Source data
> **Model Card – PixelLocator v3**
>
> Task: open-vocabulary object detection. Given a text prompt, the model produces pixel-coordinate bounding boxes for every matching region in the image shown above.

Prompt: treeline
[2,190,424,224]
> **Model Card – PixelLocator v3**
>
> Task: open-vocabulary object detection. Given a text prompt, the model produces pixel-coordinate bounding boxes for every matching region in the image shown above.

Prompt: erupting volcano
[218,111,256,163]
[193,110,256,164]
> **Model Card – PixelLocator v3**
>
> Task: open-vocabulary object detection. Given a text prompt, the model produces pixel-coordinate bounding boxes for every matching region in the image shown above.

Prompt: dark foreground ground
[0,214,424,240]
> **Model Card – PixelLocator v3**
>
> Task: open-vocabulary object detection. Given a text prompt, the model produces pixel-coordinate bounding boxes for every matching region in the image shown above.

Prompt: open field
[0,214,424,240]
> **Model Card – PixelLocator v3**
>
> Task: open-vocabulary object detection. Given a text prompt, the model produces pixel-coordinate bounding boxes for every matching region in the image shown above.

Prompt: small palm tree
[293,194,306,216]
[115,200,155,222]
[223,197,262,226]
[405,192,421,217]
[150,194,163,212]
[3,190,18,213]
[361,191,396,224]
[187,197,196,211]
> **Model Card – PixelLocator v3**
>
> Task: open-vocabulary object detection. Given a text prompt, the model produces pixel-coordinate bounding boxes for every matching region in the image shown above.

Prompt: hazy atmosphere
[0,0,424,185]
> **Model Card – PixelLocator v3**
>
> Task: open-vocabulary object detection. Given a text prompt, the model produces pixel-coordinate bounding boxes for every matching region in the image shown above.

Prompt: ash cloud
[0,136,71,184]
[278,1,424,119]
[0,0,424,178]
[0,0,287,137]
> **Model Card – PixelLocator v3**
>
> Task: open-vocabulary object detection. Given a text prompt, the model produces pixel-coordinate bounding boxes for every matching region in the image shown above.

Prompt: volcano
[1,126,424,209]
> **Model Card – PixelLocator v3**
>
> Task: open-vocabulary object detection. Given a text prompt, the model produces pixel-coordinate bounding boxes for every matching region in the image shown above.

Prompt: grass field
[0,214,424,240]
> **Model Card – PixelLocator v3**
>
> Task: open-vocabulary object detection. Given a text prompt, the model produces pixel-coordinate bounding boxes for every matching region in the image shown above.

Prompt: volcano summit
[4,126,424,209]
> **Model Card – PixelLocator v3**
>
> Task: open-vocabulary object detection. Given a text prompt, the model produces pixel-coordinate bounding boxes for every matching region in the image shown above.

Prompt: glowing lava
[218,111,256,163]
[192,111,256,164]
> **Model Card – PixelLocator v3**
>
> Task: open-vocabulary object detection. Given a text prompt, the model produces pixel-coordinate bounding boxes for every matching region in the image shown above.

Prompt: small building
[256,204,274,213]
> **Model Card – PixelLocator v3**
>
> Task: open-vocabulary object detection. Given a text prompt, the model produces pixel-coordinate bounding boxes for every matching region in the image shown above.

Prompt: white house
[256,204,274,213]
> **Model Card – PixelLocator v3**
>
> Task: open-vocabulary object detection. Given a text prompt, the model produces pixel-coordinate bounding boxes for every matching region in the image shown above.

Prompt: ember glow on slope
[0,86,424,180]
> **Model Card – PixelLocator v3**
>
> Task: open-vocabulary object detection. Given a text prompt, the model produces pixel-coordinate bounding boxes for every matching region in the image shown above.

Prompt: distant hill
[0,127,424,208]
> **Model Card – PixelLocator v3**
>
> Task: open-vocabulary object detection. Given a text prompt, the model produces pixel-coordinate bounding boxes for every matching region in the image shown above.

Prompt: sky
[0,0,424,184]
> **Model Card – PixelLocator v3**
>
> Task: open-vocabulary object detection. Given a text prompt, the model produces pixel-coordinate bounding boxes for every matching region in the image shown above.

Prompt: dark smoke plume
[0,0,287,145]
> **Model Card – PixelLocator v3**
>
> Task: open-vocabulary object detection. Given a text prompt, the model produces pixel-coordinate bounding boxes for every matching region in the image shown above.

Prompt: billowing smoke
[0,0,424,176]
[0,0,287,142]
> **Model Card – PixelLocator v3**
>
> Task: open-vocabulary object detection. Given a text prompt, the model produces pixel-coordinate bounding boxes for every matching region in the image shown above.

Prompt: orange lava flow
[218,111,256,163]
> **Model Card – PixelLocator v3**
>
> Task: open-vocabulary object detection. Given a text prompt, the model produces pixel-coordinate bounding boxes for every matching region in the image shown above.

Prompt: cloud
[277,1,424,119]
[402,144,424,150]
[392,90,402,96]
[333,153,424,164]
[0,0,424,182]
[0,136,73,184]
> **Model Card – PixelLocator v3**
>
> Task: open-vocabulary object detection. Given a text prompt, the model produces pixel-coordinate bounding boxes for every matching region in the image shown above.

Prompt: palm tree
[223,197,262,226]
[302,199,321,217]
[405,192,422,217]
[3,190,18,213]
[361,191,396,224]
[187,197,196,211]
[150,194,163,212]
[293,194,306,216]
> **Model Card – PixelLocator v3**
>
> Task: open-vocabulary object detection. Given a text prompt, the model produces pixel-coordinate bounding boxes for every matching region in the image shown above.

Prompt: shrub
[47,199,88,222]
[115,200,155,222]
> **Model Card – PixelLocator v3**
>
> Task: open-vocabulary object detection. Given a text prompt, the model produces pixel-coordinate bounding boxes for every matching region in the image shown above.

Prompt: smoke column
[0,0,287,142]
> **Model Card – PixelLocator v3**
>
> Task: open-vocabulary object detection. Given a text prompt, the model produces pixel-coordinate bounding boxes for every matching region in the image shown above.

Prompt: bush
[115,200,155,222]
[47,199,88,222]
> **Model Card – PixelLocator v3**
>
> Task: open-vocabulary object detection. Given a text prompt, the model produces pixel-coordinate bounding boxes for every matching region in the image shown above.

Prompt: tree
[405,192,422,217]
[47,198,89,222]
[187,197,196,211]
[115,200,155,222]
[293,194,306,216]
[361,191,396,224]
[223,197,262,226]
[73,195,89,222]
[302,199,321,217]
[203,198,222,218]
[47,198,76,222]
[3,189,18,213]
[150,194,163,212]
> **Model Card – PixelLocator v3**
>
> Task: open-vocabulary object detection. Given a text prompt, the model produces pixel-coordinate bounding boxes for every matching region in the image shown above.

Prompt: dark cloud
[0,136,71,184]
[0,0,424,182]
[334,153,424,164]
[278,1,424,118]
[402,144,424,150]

**Written task:**
Substitute "PixelLocator v4" for "PixelLocator v3" everywhere in the records above, and write them out again with nothing else changed.

**Task result:**
> **Model Card – PixelLocator v4**
>
> Task: open-vocabulary object detection. Given a text prompt, the model produces pixel-coordinate bounding boxes for every matching region in the image shown above.

Prompt: treeline
[2,190,424,224]
> **Model Card – PixelLocator v4**
>
> Task: open-vocabulary object detection. Given a text prompt, the model produces pixel-coordinate bounding boxes for every matching region in the image shown above.

Prompt: erupting volcano
[218,111,256,163]
[193,110,256,164]
> **Model Card – PixelLocator v4**
>
> Task: open-vocabulary object detection. Given a text prompt, the model produces pixel-coordinate bounding boxes for every matching region in the image shown above.

Prompt: dark foreground ground
[0,214,424,240]
> **Model Card – PixelLocator v4**
>
> Task: open-vocabulary object detection. Given a text prompt, the model produces pixel-coordinate bounding boxes for every matching region in the image shown above.

Prompt: open field
[0,214,424,240]
> **Model Card – PixelLocator v4**
>
> Task: open-vocabulary object detection. Given a text prompt, the model produces pixel-coordinate bounding boxes for every matching region in the image shown above.

Prompt: small palm tree
[293,194,306,216]
[115,200,155,222]
[223,197,262,226]
[405,192,421,217]
[150,194,163,212]
[3,190,18,213]
[361,191,396,224]
[187,197,196,211]
> **Model Card – PixelLocator v4**
>
> Task: open-vocabulary object detection. Given a text prompt, the model produces pixel-coordinate bounding boxes for every matching region in the image shown above.

Prompt: hazy atmosphere
[0,0,424,185]
> **Model Card – PixelLocator v4**
>
> Task: open-vocabulary object detection. Given a text prompt, the model produces pixel-coordinate bounding boxes for every matching region in the image shown above.

Prompt: ash cloud
[0,136,71,184]
[278,1,424,119]
[0,0,424,178]
[0,0,287,137]
> **Model Card – PixelLocator v4**
>
> Task: open-vocabulary object detection. Given a text prompt, the model produces pixel-coordinate bounding boxes for every matching region in the image shown above.

Prompt: volcano
[1,126,424,209]
> **Model Card – PixelLocator v4**
>
> Task: open-vocabulary object detection. Given a text prompt, the model produces pixel-coordinate bounding boxes for every matching region in the image shown above.

Prompt: grass field
[0,214,424,240]
> **Model Card – PixelLocator v4**
>
> Task: open-vocabulary object detection. Given a text prompt, the model produces pixel-coordinate bounding boxes for every matching region in the image shown above.

Prompt: volcano summit
[4,126,424,209]
> **Model Card – PixelLocator v4**
>
> Task: open-vocabulary object detection. Given a text prompt, the model produces pixel-coordinate bounding boxes for every matching region in the image shown above.

Prompt: glowing lava
[218,111,256,163]
[192,111,256,164]
> **Model Card – PixelLocator v4**
>
> Task: open-vocabulary object detection. Given a text prompt, the model produces pixel-coordinate bounding boxes for every matching region in the image shown above.

Prompt: small building
[256,204,274,213]
> **Model Card – PixelLocator v4**
>
> Task: open-vocabulary object detection. Given a text prompt, the model produces pixel-coordinate bounding boxes for every matching region in the image shown above.

Prompt: white house
[256,204,274,213]
> **Model Card – PixelLocator v4**
>
> Task: open-vocabulary object detection. Given a text prompt, the model produces pixel-coordinate bounding boxes for every matching region in the image shown above.

Prompt: ember glow on slope
[0,86,424,180]
> **Model Card – PixelLocator v4**
>
> Task: open-vocabulary object detection. Given a text prompt, the model produces pixel-coordinate bounding boxes for every matching region in the image shown above.

Prompt: distant hill
[0,127,424,208]
> **Model Card – PixelLocator v4**
>
> Task: open-vocabulary object detection. Given a text prompt, the model produces pixel-coordinate bounding boxes for every matching region in the image shown above.

Prompt: sky
[0,0,424,184]
> **Model Card – PixelLocator v4**
>
> Task: open-vocabulary object detection. Given a text prompt, the model produces pixel-coordinate bounding boxes for every matching region in the image shown above.

Prompt: dark smoke plume
[0,0,287,145]
> **Model Card – PixelLocator v4**
>
> Task: open-vocabulary object detection. Given a text prompt, the model produces pixel-coordinate bounding boxes for every matching region in the image shown above.

Prompt: billowing smoke
[0,0,424,176]
[0,0,287,142]
> **Model Card – PixelLocator v4**
>
> Task: open-vocabulary object detection. Given a text prompt, the model produces pixel-coordinate bounding boxes for every matching region in the image shown above.

Prompt: orange lava flow
[218,111,256,163]
> **Model Card – PixelLocator v4**
>
> Task: open-vocabulary object detection. Given a text prompt, the model produces pixel-coordinate bounding boxes for every matching region in the image shown above.

Prompt: cloud
[277,1,424,119]
[402,144,424,150]
[392,90,402,96]
[333,153,424,164]
[0,0,424,182]
[0,136,73,184]
> **Model Card – PixelLocator v4**
>
> Task: open-vocabulary object detection. Given a text prompt, the model produces pixel-coordinate bounding boxes for every matching region in the image shown above.

Prompt: palm tree
[223,197,262,226]
[302,199,321,217]
[405,192,422,217]
[3,190,18,213]
[361,191,396,224]
[187,197,196,211]
[150,194,163,212]
[293,194,306,216]
> **Model Card – PixelLocator v4**
>
> Task: open-vocabulary object detection. Given a text prompt, the model produces pixel-coordinate bounding boxes for every matching region in the image shown above.

Prompt: shrub
[47,199,88,222]
[115,200,155,222]
> **Model Card – PixelLocator v4**
>
> Task: open-vocabulary object detection. Given a text prompt, the model produces pixel-coordinate bounding boxes for every matching region in the image shown above.

Prompt: smoke column
[0,0,287,142]
> **Model Card – PixelLocator v4**
>
> Task: open-vocabulary object detection. Given a text prompt, the model produces pixel-coordinate bounding boxes for every matching region in the image shown above.

Prompt: bush
[115,200,155,222]
[47,199,88,222]
> **Model Card – PixelLocator v4**
>
> Task: open-vocabulary object detection. Given a text prompt, the model produces pixel-coordinate bounding boxes for every matching region in the image shown above.

Prompt: tree
[405,192,422,217]
[47,198,89,222]
[187,197,196,211]
[115,200,155,222]
[293,194,306,216]
[361,191,396,224]
[223,197,262,226]
[73,195,89,222]
[302,199,321,217]
[203,198,222,218]
[47,198,76,222]
[3,189,18,213]
[150,194,163,212]
> **Model Card – PixelLocator v4**
>
> Task: open-vocabulary object detection. Given a text prompt, the model produces pixel-coordinate bounding boxes for every matching region in the image shown above.

Prompt: dark cloud
[0,136,71,184]
[0,0,424,182]
[334,153,424,164]
[278,1,424,118]
[402,144,424,150]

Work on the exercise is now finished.